- **PAGE EXTRACT**:
>>>>
First solar intercontinental flight becomes reality

Last Tuesday a solar energy plane flew from Europe to North Africa, completing the world’s first intercontinental flight powered by the sun.

The plane, the Solar Impulse, is a 100% solar-powered Swiss plane is derived from a project with the same name being undertaken at the École Polytechnique Fédérale de Lausanne. The single-seat aircraft is fitted with 12,000 solar cells across a wingspan of sixty-four metres, but only weighs as much as the average family car, according to organizers. It charges 400kg lithium polymer batteries during the day and can fly after dark on the power. The project, started in 2003, is led by Bertrand Piccard, who piloted the flight on Tuesday, along with André Borschberg.

The Solar Impulse took off from Madrid in Spain, before crossing the Mediterranean and landing in Morocco, after an almost 20-hour trip. It made its first international flight last month when it completed a 13-hour flight from the western Swiss town of Payern to Brussels.

The plane can only fly in perfect weather and has succeeded in climbing to 28,000 feet. With an average flying speed of 70 km/h, this doesn’t make it the perfect alternative for commercial jets. “The question is not to use solar power for normal aeroplanes,” Piccard told Sky News. “The question is more to demonstrate that we can achieve incredible goals, almost impossible goals, with new technologies, without fuel, just with solar energy, and raise awareness that if we can do it in the air, of course everybody can do it on the ground.”
<<<<
- **TASK DETAILS**: Reproduce the stretch of the Solar Impulse article from "The plane, the" through "Payern to Brussels." word for word.

- **RECORD SET**:
>>>>
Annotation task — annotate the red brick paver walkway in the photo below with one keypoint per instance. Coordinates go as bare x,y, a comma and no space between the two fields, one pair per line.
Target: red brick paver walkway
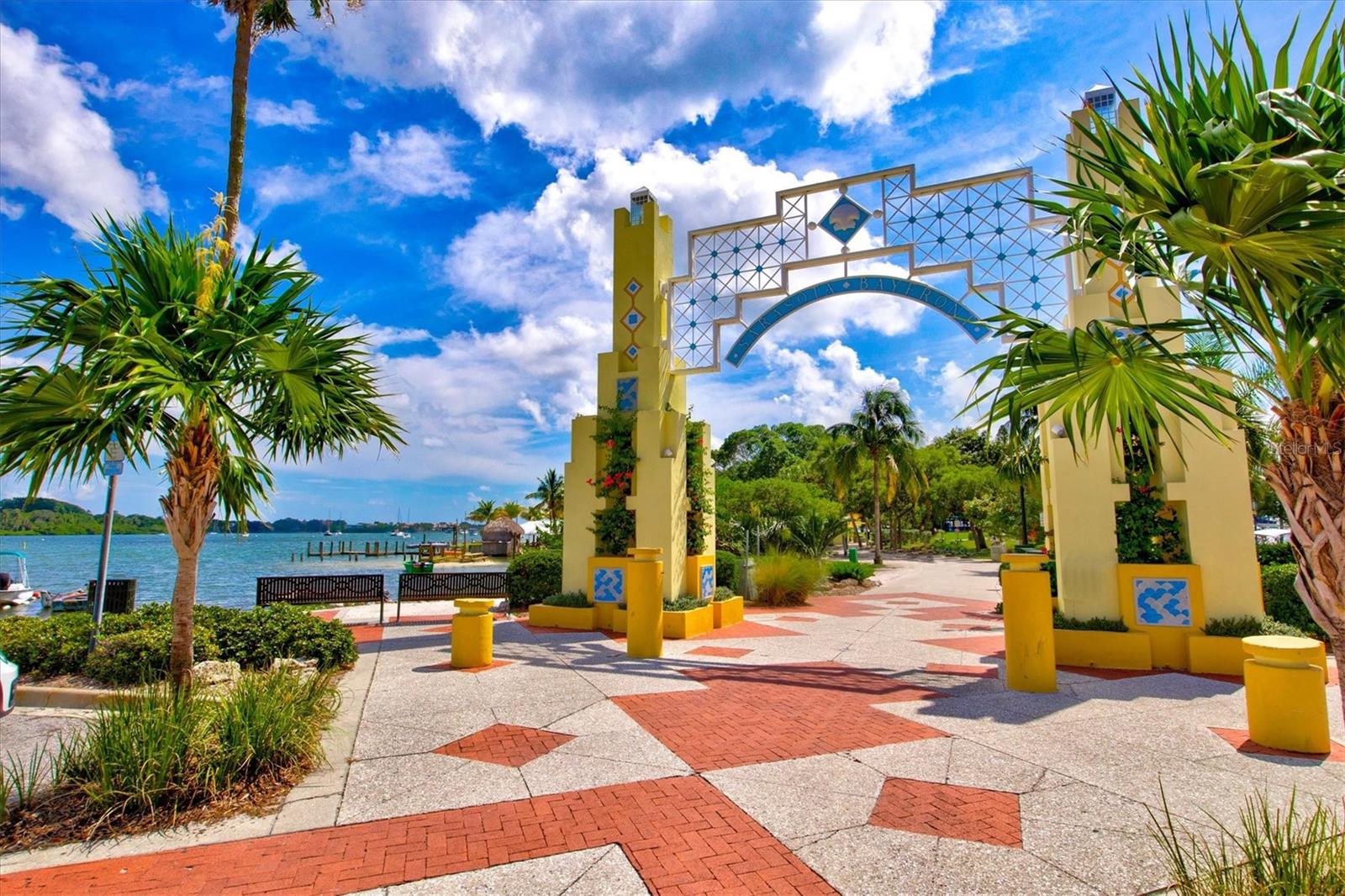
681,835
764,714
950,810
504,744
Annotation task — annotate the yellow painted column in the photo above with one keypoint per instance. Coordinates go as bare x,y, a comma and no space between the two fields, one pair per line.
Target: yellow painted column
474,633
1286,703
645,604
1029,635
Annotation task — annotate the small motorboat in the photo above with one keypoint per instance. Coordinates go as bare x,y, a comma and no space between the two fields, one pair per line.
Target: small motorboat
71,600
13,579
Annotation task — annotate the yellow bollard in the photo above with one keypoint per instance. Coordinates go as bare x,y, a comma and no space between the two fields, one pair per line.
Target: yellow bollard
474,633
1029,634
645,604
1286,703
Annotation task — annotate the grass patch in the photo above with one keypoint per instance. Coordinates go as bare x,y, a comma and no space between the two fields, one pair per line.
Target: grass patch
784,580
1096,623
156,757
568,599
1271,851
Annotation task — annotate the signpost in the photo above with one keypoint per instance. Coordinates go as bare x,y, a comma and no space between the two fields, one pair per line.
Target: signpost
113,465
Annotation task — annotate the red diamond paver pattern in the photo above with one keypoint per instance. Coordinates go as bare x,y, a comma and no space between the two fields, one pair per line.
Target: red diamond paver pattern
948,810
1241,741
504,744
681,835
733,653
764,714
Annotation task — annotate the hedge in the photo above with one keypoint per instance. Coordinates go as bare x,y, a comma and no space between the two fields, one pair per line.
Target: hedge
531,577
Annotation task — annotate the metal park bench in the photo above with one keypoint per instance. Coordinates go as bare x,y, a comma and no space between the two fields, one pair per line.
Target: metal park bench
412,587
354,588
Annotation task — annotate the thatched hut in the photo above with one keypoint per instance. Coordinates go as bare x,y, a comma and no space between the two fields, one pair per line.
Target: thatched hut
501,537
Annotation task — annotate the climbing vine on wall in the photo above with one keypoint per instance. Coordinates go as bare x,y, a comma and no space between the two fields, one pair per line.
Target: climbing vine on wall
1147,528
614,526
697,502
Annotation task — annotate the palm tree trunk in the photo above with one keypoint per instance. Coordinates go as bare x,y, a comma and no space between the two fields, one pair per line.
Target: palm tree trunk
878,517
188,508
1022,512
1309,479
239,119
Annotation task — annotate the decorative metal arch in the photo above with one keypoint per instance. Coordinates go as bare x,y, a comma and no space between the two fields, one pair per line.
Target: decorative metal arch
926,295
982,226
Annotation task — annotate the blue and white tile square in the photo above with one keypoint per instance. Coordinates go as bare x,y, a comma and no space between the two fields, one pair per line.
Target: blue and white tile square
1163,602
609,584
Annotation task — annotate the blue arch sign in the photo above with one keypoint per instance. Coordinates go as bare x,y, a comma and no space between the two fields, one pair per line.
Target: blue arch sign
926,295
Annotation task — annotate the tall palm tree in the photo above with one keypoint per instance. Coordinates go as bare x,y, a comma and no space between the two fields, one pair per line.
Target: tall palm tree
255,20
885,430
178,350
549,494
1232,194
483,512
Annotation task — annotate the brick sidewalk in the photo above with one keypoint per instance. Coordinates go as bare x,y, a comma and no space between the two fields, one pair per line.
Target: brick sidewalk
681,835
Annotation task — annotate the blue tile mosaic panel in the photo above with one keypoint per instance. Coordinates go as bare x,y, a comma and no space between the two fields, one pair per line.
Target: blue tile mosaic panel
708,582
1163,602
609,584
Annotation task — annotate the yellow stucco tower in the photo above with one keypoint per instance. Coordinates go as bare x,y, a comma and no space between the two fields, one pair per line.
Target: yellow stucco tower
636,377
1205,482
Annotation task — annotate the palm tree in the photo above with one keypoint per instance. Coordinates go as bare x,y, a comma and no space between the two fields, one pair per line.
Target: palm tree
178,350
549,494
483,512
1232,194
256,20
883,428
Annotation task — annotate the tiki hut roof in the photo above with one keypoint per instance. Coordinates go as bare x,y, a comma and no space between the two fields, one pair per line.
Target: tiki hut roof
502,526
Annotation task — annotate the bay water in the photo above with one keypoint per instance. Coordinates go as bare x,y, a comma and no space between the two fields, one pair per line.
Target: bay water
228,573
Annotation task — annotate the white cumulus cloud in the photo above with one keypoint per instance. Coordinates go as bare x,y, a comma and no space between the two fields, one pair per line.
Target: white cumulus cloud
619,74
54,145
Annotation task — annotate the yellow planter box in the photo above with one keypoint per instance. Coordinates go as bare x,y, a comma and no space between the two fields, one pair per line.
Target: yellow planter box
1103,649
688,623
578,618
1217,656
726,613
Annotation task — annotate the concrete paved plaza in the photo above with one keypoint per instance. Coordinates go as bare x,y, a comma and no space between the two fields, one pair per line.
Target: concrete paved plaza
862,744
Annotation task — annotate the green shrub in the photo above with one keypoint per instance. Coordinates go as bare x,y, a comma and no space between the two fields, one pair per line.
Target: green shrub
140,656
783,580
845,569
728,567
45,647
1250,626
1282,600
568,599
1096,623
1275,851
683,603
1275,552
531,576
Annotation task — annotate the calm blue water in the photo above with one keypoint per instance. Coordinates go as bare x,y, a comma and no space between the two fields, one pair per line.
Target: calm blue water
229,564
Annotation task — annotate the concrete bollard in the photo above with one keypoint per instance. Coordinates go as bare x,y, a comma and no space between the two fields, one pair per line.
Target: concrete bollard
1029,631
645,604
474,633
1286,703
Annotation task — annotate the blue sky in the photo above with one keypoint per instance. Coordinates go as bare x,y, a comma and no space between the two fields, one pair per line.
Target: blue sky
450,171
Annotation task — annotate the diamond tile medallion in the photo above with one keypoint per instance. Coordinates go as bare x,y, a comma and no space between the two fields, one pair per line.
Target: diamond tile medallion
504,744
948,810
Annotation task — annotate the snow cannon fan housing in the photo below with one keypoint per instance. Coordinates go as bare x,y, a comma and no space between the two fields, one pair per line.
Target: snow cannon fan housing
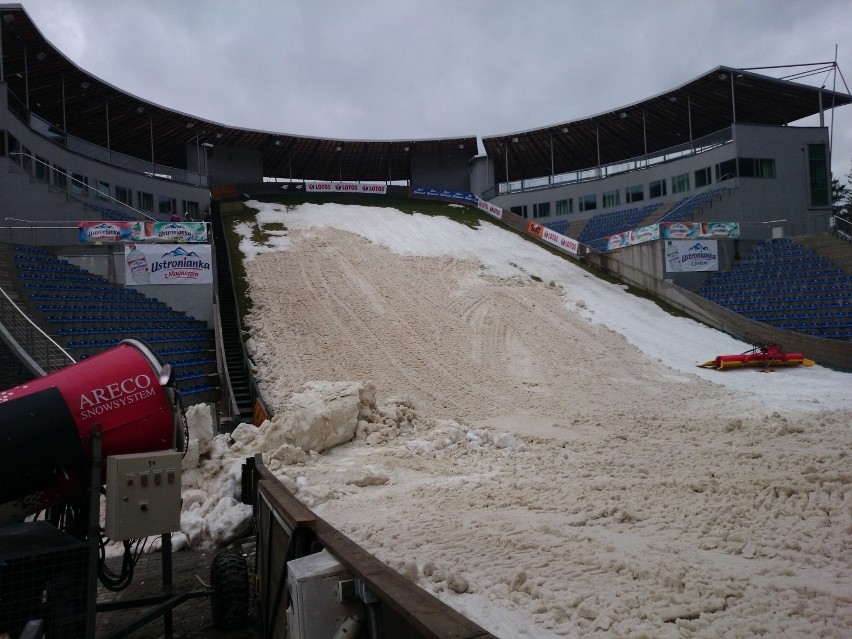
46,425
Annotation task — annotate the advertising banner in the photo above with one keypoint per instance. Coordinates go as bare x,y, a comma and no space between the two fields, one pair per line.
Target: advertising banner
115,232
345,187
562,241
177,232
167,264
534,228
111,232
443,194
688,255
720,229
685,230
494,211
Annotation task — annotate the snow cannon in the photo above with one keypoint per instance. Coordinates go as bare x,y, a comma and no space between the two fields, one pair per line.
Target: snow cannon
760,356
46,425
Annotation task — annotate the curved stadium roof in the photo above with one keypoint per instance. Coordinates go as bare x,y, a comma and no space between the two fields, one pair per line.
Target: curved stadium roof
<<<<
- **RESULT FOR THIS EXERCISE**:
The plane, the Solar Impulse, is a 100% solar-powered Swiss plane is derived from a project with the same name being undertaken at the École Polytechnique Fédérale de Lausanne. The single-seat aircraft is fitted with 12,000 solar cells across a wingspan of sixty-four metres, but only weighs as much as the average family car, according to organizers. It charges 400kg lithium polymer batteries during the day and can fly after dark on the power. The project, started in 2003, is led by Bertrand Piccard, who piloted the flight on Tuesday, along with André Borschberg.

The Solar Impulse took off from Madrid in Spain, before crossing the Mediterranean and landing in Morocco, after an almost 20-hour trip. It made its first international flight last month when it completed a 13-hour flight from the western Swiss town of Payern to Brussels.